> _Extracted material_
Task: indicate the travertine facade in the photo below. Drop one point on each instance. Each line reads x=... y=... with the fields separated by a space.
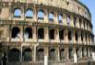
x=57 y=30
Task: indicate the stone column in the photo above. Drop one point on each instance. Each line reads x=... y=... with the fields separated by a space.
x=46 y=34
x=79 y=39
x=34 y=33
x=46 y=56
x=66 y=35
x=57 y=35
x=74 y=41
x=93 y=54
x=34 y=53
x=75 y=55
x=46 y=16
x=58 y=54
x=66 y=54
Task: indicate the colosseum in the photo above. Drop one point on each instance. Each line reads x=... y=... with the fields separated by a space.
x=46 y=32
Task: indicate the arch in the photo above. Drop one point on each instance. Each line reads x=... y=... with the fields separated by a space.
x=61 y=34
x=27 y=54
x=15 y=32
x=52 y=54
x=14 y=55
x=60 y=18
x=70 y=35
x=41 y=33
x=62 y=54
x=68 y=19
x=52 y=34
x=51 y=16
x=76 y=36
x=17 y=12
x=70 y=53
x=40 y=54
x=28 y=32
x=29 y=13
x=41 y=14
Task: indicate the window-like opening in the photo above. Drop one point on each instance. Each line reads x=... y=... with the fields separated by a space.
x=86 y=37
x=70 y=35
x=61 y=34
x=40 y=54
x=78 y=52
x=15 y=32
x=14 y=55
x=41 y=14
x=28 y=32
x=17 y=12
x=40 y=33
x=75 y=20
x=52 y=54
x=80 y=22
x=51 y=16
x=60 y=18
x=76 y=36
x=62 y=54
x=51 y=34
x=27 y=54
x=29 y=13
x=81 y=37
x=68 y=19
x=70 y=53
x=83 y=52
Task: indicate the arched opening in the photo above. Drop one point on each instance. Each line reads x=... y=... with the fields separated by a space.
x=27 y=54
x=76 y=36
x=78 y=52
x=40 y=33
x=28 y=33
x=40 y=54
x=15 y=32
x=51 y=16
x=75 y=20
x=81 y=37
x=62 y=57
x=41 y=14
x=68 y=19
x=80 y=22
x=60 y=18
x=14 y=55
x=70 y=53
x=70 y=35
x=51 y=34
x=61 y=34
x=29 y=13
x=52 y=54
x=17 y=12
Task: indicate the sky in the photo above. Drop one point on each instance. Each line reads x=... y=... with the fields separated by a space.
x=91 y=5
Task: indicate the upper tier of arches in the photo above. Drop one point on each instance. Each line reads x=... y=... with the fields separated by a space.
x=71 y=5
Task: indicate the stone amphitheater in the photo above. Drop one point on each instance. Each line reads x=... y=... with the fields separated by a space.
x=46 y=32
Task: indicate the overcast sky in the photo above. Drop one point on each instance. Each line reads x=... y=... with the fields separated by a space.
x=91 y=5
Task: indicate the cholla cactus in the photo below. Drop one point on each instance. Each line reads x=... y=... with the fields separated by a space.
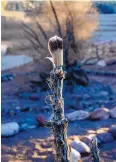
x=59 y=123
x=94 y=150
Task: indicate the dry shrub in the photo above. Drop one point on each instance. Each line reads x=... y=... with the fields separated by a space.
x=73 y=21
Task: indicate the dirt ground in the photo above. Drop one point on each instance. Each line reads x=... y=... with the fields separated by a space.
x=36 y=145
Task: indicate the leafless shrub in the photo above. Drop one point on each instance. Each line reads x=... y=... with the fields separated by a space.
x=72 y=21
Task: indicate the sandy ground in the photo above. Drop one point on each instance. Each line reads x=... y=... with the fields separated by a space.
x=36 y=145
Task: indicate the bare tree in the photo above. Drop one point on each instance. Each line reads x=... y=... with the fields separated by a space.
x=69 y=20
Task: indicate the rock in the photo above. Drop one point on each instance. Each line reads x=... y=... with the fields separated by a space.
x=77 y=115
x=7 y=77
x=75 y=155
x=105 y=137
x=113 y=112
x=87 y=139
x=112 y=130
x=100 y=114
x=9 y=129
x=101 y=63
x=80 y=147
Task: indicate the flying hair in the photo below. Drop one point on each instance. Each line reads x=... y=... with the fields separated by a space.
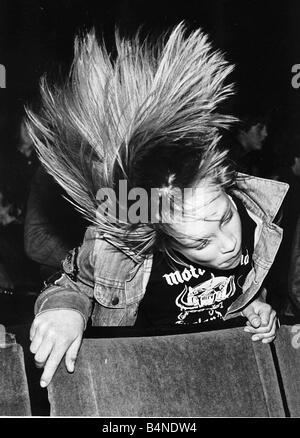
x=111 y=116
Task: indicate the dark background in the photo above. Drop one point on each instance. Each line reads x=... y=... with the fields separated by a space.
x=259 y=36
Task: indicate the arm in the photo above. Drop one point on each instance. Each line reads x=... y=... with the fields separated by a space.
x=294 y=273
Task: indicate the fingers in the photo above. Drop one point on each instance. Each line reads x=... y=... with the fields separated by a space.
x=71 y=354
x=52 y=363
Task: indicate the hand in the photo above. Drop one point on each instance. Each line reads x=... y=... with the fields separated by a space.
x=53 y=334
x=261 y=322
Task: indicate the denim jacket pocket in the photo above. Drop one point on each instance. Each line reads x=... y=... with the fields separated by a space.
x=110 y=294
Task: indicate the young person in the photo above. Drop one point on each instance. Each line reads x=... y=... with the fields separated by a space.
x=148 y=122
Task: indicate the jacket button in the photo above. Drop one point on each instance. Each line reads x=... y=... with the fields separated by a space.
x=115 y=301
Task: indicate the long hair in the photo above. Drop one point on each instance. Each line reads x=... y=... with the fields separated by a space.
x=112 y=118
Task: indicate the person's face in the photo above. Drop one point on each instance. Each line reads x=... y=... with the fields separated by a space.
x=213 y=238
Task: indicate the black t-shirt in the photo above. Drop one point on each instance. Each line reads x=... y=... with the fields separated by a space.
x=194 y=294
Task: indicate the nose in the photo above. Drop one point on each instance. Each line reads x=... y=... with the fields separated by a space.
x=228 y=242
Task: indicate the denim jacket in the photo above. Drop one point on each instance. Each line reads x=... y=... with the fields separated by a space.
x=101 y=281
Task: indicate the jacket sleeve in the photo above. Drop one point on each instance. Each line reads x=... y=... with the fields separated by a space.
x=294 y=273
x=74 y=286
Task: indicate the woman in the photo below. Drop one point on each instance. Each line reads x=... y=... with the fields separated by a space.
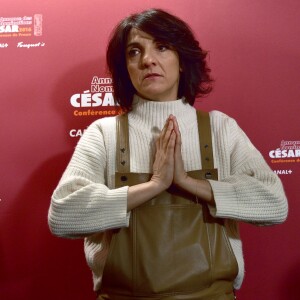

> _What to do_
The answer should match the data above word for word, with no pictures in it.

> _Solved problem_
Task: indicate the travertine facade in the photo below. Drop one point on each instance. Each line reads x=... y=... with the fields separated by a space.
x=57 y=30
Task: indicate the stone column in the photo above. Drop one point on each instance. Each line reads x=... y=... with the fields separated by a space.
x=46 y=34
x=79 y=39
x=34 y=33
x=46 y=56
x=66 y=35
x=57 y=35
x=74 y=41
x=93 y=54
x=34 y=53
x=75 y=55
x=46 y=16
x=58 y=54
x=66 y=54
Task: indicate the colosseum in the photo above. Drop one point on each instance. Each line reads x=... y=... with the fields separated by a space.
x=46 y=32
Task: indicate the arch in the photo above. Drop one point on each instance. Each line reads x=... y=... with the fields separated by a space.
x=61 y=34
x=27 y=54
x=15 y=32
x=52 y=54
x=14 y=55
x=60 y=18
x=70 y=35
x=41 y=33
x=62 y=54
x=68 y=19
x=52 y=34
x=51 y=16
x=76 y=36
x=17 y=12
x=70 y=53
x=40 y=54
x=28 y=32
x=29 y=13
x=41 y=14
Task: indicate the window-like opening in the photo above. Drop one point on each instance. Each line reads x=... y=... with the fields separated by a space.
x=86 y=37
x=70 y=35
x=61 y=34
x=40 y=54
x=78 y=52
x=15 y=32
x=14 y=55
x=41 y=14
x=28 y=32
x=17 y=12
x=40 y=33
x=75 y=20
x=52 y=54
x=80 y=22
x=51 y=16
x=60 y=18
x=76 y=36
x=62 y=54
x=51 y=34
x=27 y=54
x=29 y=13
x=81 y=37
x=68 y=19
x=70 y=53
x=83 y=52
Task: indicate the arched opening in the photo above. Drop one point on each instance. Each line reads x=... y=... with the fields separated by a space.
x=27 y=54
x=76 y=36
x=78 y=52
x=40 y=33
x=28 y=33
x=40 y=54
x=15 y=32
x=51 y=16
x=75 y=20
x=81 y=37
x=62 y=57
x=41 y=14
x=68 y=19
x=80 y=22
x=60 y=18
x=14 y=55
x=70 y=53
x=70 y=35
x=51 y=34
x=61 y=34
x=29 y=13
x=52 y=54
x=17 y=12
Task: indicate the sky in the photo above. Drop one point on each instance. Each line reads x=... y=... with the fields separated by a space.
x=91 y=5
Task: indicate the upper tier of arches in the photo above. Drop one point on each instance. Each line reads x=... y=... with the fields separated by a space.
x=71 y=5
Task: indicate the stone amphitheater in the photo above. Drop one point on each instance. Each line reads x=... y=... with the fields separated by a space.
x=46 y=32
Task: indicate the overcast sky in the photo above. Drop one point on each instance. Each line reads x=... y=... with the fields separated by a space.
x=91 y=5
Task: indicate the cholla cactus in the photo below. Drop one point on each instance. Each line reads x=... y=... with the fields separated by a space.
x=59 y=123
x=94 y=150
Task: indicate the dry shrub in the photo above. Drop one point on each instance. Each line reads x=... y=... with the fields separated by a space.
x=73 y=21
Task: indicate the dirt ground in the photo above. Drop one point on each instance. Each line reads x=... y=... with the fields separated by a space.
x=36 y=145
Task: indicate the leafless shrub in the photo above. Drop one point on each instance. Each line reads x=... y=... with the fields separated by a space.
x=72 y=21
Task: indicate the sandy ground in the photo above. Drop one point on each instance. Each line reads x=... y=... with the fields separated by a space.
x=36 y=145
Task: indicate the bare tree in the photo above. Drop one point on each instance. Each line reads x=... y=... with the fields separated by a space.
x=69 y=20
Task: indicate the rock in the photo above. Drop one point on each instance. Each line reads x=... y=... with the fields separated by a space.
x=77 y=115
x=7 y=77
x=75 y=155
x=105 y=137
x=113 y=112
x=87 y=139
x=112 y=130
x=100 y=114
x=9 y=129
x=101 y=63
x=80 y=147
Task: indicate the flying hair in the photo below. Drop one point on each instance. Each line reads x=... y=... with the fields separated by a space.
x=111 y=116
Task: indicate the dark background in the photo above. Drop one point on each instance. Each line reads x=... y=... with the fields separated by a space.
x=259 y=36
Task: indicate the arm in the photo above. Drop one point on each instance. Each line reads x=... y=... with the fields separated by a space.
x=294 y=273
Task: indicate the fingers in the photo above. Drop one point on each instance. Each line reads x=... y=... with the fields separated by a space.
x=71 y=354
x=52 y=363
Task: indicate the hand in the photo above. Drop one point on each instance. Each line reads x=... y=... with the fields separated by a space.
x=53 y=334
x=261 y=322
Task: indicate the denim jacket pocket in the photo above. Drop one point on each instance. Each line reads x=... y=... with the fields separated by a space.
x=110 y=294
Task: indicate the young person in the photo above. Drop one point on each instance. Each line reads x=... y=... with the fields separated by a space.
x=148 y=122
Task: indicate the jacket button in the photo above. Drop one point on each instance. Each line reads x=... y=... with the fields separated by a space.
x=115 y=301
Task: indicate the long hair in the photo above. Drop one point on each instance. Each line reads x=... y=... with the fields separated by a space.
x=112 y=118
Task: indicate the person's face in the photo above. Drop one point on each instance. Each line reads x=... y=... with the fields separated by a space.
x=213 y=238
Task: indicate the black t-shirt in the photo above. Drop one point on each instance. Each line reads x=... y=... with the fields separated by a space.
x=194 y=294
Task: indicate the nose in the photo above. Drop one point on each instance. Each line reads x=... y=... with the fields separated by a space.
x=228 y=242
Task: indicate the denim jacket in the photo above. Drop one point on each instance. Each line reads x=... y=... with the fields separated by a space.
x=101 y=281
Task: indicate the jacket sleeve in the photo above. Drop one point on each instance. Each line reads x=... y=... with the fields separated by a space.
x=294 y=273
x=74 y=286
Task: indicate the woman in the photo below. Drop one point on each instance. Each line reads x=... y=... with the fields separated by a space.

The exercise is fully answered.